*TASK DATA*.
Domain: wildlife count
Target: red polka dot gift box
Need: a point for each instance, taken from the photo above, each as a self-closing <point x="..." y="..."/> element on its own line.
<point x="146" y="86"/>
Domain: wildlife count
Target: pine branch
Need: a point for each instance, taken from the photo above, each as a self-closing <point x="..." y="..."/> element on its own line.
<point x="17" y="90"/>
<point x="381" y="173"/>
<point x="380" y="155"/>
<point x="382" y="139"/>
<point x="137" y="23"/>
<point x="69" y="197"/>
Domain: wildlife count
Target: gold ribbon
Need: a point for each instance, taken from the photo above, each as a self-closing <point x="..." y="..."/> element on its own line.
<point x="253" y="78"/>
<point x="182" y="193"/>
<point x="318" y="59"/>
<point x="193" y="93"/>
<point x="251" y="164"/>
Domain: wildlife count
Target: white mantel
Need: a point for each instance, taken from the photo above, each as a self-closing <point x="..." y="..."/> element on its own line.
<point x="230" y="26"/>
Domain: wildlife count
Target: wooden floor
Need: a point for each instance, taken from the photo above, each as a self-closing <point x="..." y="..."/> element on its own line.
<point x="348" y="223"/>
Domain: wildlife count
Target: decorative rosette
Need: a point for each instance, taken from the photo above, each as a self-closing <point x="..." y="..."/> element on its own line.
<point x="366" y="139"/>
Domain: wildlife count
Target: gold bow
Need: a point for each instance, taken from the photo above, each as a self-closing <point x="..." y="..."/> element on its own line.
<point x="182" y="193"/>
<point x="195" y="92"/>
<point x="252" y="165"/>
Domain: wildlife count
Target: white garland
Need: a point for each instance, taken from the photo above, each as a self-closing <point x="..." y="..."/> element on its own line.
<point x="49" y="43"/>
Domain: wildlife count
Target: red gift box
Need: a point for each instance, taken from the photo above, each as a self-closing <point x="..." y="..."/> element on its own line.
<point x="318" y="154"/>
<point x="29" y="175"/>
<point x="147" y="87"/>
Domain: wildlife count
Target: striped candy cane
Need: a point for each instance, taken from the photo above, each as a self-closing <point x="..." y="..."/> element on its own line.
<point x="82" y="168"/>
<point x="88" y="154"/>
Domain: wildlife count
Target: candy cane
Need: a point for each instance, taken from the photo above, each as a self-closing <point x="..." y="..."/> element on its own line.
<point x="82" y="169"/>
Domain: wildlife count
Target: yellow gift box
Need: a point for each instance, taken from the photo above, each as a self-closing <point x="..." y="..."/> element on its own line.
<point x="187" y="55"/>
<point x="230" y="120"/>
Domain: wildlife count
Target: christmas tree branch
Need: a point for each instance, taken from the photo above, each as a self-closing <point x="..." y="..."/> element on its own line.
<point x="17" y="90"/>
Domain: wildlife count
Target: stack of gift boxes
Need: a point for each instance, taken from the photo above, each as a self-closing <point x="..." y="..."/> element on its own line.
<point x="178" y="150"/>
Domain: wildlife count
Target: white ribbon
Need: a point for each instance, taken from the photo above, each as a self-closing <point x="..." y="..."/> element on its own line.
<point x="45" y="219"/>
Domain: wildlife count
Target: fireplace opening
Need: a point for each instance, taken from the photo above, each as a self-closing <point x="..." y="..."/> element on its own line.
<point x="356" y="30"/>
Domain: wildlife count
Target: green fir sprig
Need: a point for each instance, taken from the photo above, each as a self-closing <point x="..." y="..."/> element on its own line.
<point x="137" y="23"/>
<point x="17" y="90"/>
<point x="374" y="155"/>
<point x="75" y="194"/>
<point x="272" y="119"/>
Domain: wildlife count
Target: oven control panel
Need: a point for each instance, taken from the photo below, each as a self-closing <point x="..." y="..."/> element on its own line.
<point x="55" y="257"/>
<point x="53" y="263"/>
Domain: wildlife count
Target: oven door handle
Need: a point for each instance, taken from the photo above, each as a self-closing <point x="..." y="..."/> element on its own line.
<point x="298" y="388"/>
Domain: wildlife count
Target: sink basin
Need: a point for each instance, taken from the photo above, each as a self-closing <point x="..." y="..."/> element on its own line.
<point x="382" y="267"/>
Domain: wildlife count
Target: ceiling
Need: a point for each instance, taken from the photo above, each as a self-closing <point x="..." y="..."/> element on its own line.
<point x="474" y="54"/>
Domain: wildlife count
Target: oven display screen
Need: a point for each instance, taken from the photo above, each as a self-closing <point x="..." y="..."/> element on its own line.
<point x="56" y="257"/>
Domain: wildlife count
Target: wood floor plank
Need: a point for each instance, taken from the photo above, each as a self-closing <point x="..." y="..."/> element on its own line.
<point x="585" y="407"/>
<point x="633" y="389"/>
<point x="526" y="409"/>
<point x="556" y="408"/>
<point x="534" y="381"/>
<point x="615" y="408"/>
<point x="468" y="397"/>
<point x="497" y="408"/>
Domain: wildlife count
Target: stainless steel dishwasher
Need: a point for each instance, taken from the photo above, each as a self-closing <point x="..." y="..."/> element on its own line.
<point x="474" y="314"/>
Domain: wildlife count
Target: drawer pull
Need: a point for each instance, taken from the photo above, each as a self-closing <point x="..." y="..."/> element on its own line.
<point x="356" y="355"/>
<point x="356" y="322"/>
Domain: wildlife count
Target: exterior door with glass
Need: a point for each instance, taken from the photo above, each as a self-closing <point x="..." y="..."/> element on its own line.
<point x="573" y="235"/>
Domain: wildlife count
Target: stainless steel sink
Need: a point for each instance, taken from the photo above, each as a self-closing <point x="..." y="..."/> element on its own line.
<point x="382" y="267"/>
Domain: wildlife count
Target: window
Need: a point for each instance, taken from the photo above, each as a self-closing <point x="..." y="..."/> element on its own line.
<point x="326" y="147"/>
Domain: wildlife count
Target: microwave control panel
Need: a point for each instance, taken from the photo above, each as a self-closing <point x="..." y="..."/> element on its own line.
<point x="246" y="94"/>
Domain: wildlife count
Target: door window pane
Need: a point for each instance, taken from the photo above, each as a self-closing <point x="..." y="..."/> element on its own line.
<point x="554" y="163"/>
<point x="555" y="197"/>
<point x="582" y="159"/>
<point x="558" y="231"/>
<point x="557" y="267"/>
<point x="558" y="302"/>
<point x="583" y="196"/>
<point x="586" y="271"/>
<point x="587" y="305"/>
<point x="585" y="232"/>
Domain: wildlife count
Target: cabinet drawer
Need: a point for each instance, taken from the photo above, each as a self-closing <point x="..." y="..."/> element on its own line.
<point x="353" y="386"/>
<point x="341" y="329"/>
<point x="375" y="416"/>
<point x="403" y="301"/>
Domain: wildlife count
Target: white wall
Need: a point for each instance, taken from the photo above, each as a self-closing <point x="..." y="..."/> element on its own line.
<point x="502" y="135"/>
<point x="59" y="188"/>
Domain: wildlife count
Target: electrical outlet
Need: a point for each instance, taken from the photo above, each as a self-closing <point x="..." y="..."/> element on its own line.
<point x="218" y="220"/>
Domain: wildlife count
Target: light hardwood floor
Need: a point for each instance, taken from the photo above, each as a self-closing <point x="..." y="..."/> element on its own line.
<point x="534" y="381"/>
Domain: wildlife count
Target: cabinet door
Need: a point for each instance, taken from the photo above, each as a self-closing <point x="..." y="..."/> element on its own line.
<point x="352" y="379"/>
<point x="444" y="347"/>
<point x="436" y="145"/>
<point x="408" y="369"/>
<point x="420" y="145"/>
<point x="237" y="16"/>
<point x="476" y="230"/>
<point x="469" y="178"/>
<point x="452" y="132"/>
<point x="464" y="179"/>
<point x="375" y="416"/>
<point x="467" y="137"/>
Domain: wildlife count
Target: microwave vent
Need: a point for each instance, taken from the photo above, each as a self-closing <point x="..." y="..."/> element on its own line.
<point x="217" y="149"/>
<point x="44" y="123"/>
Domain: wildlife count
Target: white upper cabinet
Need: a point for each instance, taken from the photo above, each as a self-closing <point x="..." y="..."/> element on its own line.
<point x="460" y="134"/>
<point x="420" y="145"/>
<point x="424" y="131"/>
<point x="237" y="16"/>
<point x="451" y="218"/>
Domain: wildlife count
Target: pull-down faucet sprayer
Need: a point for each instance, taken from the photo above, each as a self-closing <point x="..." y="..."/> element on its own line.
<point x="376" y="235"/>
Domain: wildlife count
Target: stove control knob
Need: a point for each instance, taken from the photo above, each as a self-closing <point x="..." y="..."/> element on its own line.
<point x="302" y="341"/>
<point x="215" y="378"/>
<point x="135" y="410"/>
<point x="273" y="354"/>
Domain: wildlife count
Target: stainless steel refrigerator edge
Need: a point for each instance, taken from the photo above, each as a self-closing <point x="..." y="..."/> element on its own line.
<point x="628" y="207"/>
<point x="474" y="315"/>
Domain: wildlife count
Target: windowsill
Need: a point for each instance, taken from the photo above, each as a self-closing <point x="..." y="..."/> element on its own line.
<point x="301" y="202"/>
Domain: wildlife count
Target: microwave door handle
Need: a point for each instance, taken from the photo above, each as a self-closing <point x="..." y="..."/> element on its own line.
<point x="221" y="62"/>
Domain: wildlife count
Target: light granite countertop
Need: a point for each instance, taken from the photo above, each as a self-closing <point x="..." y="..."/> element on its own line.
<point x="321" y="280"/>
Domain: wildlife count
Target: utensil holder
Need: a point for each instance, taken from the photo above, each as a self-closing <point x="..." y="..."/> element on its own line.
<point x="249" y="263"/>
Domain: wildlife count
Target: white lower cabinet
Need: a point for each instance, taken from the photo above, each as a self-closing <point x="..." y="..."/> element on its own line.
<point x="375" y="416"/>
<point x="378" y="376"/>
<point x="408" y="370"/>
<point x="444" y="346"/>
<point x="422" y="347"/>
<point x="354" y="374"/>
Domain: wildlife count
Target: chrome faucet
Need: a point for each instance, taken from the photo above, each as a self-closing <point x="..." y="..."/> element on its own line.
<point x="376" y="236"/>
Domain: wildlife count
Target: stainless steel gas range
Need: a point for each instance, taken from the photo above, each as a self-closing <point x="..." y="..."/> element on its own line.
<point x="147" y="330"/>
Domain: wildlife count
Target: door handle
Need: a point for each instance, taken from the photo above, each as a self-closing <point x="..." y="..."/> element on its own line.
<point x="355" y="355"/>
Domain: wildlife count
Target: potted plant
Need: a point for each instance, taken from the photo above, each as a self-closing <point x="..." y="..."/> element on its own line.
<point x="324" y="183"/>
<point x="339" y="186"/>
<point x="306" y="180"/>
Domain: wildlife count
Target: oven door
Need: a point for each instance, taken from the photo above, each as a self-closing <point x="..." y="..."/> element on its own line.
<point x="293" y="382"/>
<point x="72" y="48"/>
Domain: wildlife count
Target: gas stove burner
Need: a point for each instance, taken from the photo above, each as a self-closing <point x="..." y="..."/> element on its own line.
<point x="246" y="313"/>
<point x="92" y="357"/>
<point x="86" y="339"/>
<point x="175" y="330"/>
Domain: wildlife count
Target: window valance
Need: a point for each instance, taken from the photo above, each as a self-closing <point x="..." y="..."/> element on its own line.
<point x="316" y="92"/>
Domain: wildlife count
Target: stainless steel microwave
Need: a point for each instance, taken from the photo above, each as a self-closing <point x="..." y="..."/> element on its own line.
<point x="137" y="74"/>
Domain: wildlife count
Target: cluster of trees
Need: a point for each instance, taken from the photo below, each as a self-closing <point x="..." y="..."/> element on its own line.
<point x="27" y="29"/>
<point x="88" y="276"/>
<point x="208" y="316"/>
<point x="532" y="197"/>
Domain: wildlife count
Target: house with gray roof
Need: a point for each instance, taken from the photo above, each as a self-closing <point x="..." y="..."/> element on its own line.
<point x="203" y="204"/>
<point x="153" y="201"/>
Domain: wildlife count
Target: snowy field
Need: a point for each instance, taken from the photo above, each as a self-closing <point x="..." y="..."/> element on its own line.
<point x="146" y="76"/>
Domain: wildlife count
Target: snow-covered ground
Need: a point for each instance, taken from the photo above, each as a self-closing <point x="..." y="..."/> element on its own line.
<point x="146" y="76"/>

*GIVEN TASK*. Please gather every line of the entries above that contains the word "control". Case counts.

*REPLY*.
Target: oven control panel
Target: microwave control panel
Target: stove control knob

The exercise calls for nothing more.